↓↓↓

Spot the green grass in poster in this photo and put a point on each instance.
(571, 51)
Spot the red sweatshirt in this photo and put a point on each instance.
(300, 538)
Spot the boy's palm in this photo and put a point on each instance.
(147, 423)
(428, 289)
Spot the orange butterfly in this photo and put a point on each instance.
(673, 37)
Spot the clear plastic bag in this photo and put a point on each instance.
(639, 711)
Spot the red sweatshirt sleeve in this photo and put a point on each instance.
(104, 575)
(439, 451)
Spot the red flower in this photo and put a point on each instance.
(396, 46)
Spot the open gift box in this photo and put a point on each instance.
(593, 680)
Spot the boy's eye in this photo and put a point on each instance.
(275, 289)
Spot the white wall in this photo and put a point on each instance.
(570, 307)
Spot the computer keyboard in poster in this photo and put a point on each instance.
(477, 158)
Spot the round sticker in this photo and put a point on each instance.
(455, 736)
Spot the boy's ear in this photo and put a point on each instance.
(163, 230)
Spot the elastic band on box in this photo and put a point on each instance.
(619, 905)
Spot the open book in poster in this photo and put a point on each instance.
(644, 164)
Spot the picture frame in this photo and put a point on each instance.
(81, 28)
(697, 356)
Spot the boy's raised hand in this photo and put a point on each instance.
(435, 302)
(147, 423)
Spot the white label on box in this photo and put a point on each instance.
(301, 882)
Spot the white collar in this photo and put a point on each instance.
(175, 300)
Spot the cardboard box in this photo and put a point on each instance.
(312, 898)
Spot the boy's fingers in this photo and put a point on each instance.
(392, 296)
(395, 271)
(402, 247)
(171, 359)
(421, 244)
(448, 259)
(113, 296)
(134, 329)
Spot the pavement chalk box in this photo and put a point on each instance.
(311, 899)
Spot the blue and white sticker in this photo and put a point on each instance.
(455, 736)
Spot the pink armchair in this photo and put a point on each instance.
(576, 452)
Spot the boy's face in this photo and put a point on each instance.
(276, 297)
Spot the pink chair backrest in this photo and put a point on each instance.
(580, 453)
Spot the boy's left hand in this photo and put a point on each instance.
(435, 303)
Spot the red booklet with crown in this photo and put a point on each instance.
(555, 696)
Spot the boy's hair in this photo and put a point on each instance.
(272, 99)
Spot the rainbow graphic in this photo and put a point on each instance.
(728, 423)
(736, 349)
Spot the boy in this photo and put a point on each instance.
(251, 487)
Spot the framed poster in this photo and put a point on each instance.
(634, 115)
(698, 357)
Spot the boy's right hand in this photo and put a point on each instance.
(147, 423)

↑↑↑

The task -
Please return the material above exactly as written.

Response -
Spot the green grass in poster in this photo and put a point on each instance.
(571, 51)
Spot the red sweatshirt in this photo and put a point on each instance.
(300, 538)
Spot the boy's palm in this photo and put a point on each instance.
(147, 423)
(428, 289)
Spot the orange butterfly in this photo and put a point on each instance.
(673, 37)
Spot the clear plastic bag in this photo and put a point on each instance.
(639, 711)
Spot the red sweatshirt sleeve in this photo and put a point on each instance.
(104, 575)
(439, 451)
Spot the red flower in this photo and put a point on each instance.
(396, 46)
Spot the open gift box in this photo and put a point on each instance.
(593, 680)
Spot the boy's eye in this photo and put a point on each instance.
(275, 289)
Spot the white wall in this photo and put a point on each instance.
(570, 307)
Spot the computer keyboard in poster in this photo and put a point on each instance.
(477, 158)
Spot the round sticker in this photo and put a point on each instance.
(455, 736)
Spot the boy's ear in this photo and put a point on each instance.
(163, 230)
Spot the elastic band on box in this photo and put a point on each instance.
(619, 905)
Spot the open book in poster in this photo and put a point on each instance.
(644, 164)
Spot the picture frame in this photo and put a point on each instance.
(81, 28)
(697, 356)
Spot the boy's raised hand in this photo and put a point on each instance.
(435, 302)
(147, 423)
Spot the white label on box in this photo and put a point on each instance.
(301, 882)
Spot the white collar in this photo and put a point on each instance.
(175, 300)
Spot the cardboard box in this photo and put a point on each instance.
(312, 898)
Spot the boy's fingers in this photo and put a point on each instance.
(392, 296)
(395, 271)
(402, 247)
(171, 359)
(421, 244)
(448, 259)
(113, 296)
(134, 329)
Spot the pavement chalk box in this photo and put a point on each instance.
(311, 899)
Spot the blue and white sticker in this photo and put a point on each instance.
(455, 736)
Spot the pink armchair in this photo and put a point on each instance.
(576, 452)
Spot the boy's face in this photo and put a point on each instance.
(276, 297)
Spot the pink chair backrest in this photo and put a point on each instance.
(580, 453)
Spot the boy's left hand in this photo and put a point on each instance.
(435, 303)
Spot the red booklet with crown in this photo and put a point on each instance.
(555, 696)
Spot the boy's hair in this photo and put a point on each instance.
(272, 99)
Spot the rainbow graphic in this photo and put a point on each instance.
(728, 423)
(736, 349)
Spot the boy in this photo and put a point on each instance.
(251, 487)
Spot the framed poster in this photo and put a point on each instance.
(634, 115)
(698, 357)
Spot the boy's right hand in this photo and put a point on each instance.
(147, 423)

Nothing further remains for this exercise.